SELECTION
** Begin **

663 Phil. 58

SECOND DIVISION

[ G.R. No. 182563, April 11, 2011 ]

JOSE MIGUEL ANTON v. SPS. ERNESTO OLIVA +

JOSE MIGUEL ANTON, PETITIONER, VS. SPOUSES ERNESTO OLIVA AND CORAZON OLIVA AS SUBSTITUTED BY HER LEGAL HEIRS, NAMELY: GRAZIELA MARIE COLLANTES, GRETEL ELAINE DING, GLADYS MIRIAM OLIVA, GEOFFREY JOSEPH OLIVA AND GLYNNIS CARMEN CALPOTURA, RESPONDENTS.

D E C I S I O N

ABAD, J.:

This case is about the obligation to continue complying with the terms of the agreement despite the court's declaration that no partnership exist between the parties.

The Facts and the Case

On September 9, 2008 respondents Ernesto and Corazon Oliva[1] (the Olivas) filed an action for accounting and specific performance with damages against petitioner spouses Jose Miguel and Gladys Miriam Anton (the Antons) before the Regional Trial Court (RTC) of Quezon City.[2] The Olivas alleged that they entered into three Memoranda of Agreement (MOA)[3] with Gladys Miriam, their daughter, and Jose Miguel, their son-in-law, setting up a business partnership covering three fast food stores, known as "Pinoy Toppings" that were to be established at SM Megamall, SM Cubao, and SM Southmall. Under the MOAs, the Olivas wer,e entitled to 30% share of the net profits of the SM Megamall store and 20% in the cases of SM Cubao and SM Southmall stores.

** End **

STORED RECORDS
** Begin **

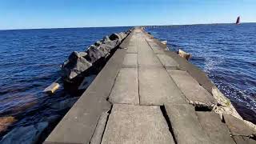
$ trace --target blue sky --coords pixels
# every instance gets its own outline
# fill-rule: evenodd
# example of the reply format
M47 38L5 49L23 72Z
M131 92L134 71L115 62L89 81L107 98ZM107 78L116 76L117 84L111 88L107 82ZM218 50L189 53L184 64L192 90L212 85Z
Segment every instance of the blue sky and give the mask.
M256 0L1 0L0 29L256 22Z

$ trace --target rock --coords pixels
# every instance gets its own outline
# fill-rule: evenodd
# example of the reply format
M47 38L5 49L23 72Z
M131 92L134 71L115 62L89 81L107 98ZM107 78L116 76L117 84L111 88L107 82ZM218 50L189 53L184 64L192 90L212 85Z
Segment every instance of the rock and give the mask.
M61 101L59 102L57 102L55 104L53 104L50 107L52 109L62 110L72 107L72 106L74 104L74 102L77 102L78 99L78 98L68 98L68 99Z
M87 53L85 52L73 52L69 61L62 66L62 76L72 79L90 67L92 64L84 58L86 55Z
M116 34L116 33L114 33L114 34L112 34L110 36L110 39L111 41L114 41L114 40L116 40L116 39L121 41L121 40L122 40L122 38L120 37L119 34Z
M90 84L94 81L97 75L90 75L89 77L85 77L81 82L78 90L86 90L90 86Z
M1 117L0 118L0 133L6 130L9 126L16 122L14 117Z
M101 41L97 41L97 42L95 42L94 45L95 45L96 46L99 46L102 43L102 42L101 42Z
M105 57L106 54L104 53L104 50L100 49L99 46L91 46L88 50L87 53L89 55L89 61L91 63L94 63L102 57Z
M0 143L37 143L40 135L47 126L48 122L44 122L33 126L14 128L2 138Z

** End **

PROBLEM
Answer these questions using the court decision.
(a) Which division of the court decided the case?
(b) On what date did the Olivas file their action in the Regional Trial Court?
(c) What share of the SM Megamall store's net profits were the Olivas entitled to under the Memoranda of Agreement?

RESULT FOR THIS EXERCISE
(a) The Second Division.
(b) September 9, 2008.
(c) 30%.